What you are asked to do - Return all of the records below verbatim.

[Dataset entries]
━━━━━━━━
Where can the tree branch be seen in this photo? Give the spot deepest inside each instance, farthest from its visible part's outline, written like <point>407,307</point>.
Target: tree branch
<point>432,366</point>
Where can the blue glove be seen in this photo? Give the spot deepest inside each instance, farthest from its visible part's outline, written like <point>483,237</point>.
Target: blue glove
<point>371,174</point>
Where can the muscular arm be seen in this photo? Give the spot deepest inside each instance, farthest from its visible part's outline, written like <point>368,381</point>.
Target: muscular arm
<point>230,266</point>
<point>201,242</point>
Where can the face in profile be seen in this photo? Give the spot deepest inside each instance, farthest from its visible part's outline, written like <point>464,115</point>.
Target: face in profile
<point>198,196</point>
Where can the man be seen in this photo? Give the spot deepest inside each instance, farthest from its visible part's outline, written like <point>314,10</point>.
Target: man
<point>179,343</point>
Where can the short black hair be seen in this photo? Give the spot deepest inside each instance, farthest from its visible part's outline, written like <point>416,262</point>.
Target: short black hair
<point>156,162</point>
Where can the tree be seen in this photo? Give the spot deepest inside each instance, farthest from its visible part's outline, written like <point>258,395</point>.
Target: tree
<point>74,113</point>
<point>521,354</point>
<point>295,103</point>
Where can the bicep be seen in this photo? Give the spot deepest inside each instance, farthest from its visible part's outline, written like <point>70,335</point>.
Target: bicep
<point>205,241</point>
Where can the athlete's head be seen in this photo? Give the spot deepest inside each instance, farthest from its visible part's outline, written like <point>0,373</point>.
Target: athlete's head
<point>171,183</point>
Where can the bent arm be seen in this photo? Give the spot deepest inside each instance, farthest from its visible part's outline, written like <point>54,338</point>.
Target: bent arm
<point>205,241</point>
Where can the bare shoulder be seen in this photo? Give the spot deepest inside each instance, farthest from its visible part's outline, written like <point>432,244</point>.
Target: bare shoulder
━━━━━━━━
Reply to the task -
Where can the tree branch be seen in this photo? Give the spot deepest inside each instance, farthest from its visible part's outline, written like <point>407,307</point>.
Target: tree branch
<point>432,366</point>
Where can the blue glove be seen in this photo? Give the spot deepest inside each instance, farthest from its visible part's outline, written like <point>483,237</point>.
Target: blue glove
<point>371,174</point>
Where can the muscular arm be seen in this photo? Give the spot deepest inside each instance, farthest from its visible part's outline, written like <point>368,381</point>.
Target: muscular arm
<point>230,266</point>
<point>201,242</point>
Where can the face in profile be seen in this photo? Give the spot deepest inside each instance, farthest from its visible part's outline, written like <point>464,115</point>.
Target: face in profile
<point>198,196</point>
Where can the man be seen in this photo? Give the spot deepest inside each instance, farthest from its visible part's outline, written like <point>314,10</point>.
Target: man
<point>179,343</point>
Where can the short black hair be seen in this photo? Give the spot deepest inside each instance, farthest from its visible part's outline, written like <point>416,262</point>.
Target: short black hair
<point>156,162</point>
Where can the tree be seen in this photo? Give the spot deepest inside each instance, farthest from its visible part's outline, written like <point>258,395</point>.
Target: tree
<point>74,113</point>
<point>521,354</point>
<point>295,103</point>
Where can the bicep be seen in this photo? Give the spot deepest inside each instance, farthest from its visible part's outline, written like <point>70,335</point>.
Target: bicep
<point>205,241</point>
Where can the athlete's head be seen in this photo? Give the spot deepest inside each instance, farthest from its visible part's outline, written like <point>0,373</point>.
Target: athlete's head
<point>171,183</point>
Where can the bent arm be seen in this photo? Give the spot deepest inside each instance, farthest from its visible part's outline, written like <point>54,338</point>.
Target: bent arm
<point>205,241</point>
Where can the bare shoulder be seen in this photo? Give the spot deepest inside each instance, farthest from its visible part's outline, written like <point>432,244</point>.
Target: bare shoulder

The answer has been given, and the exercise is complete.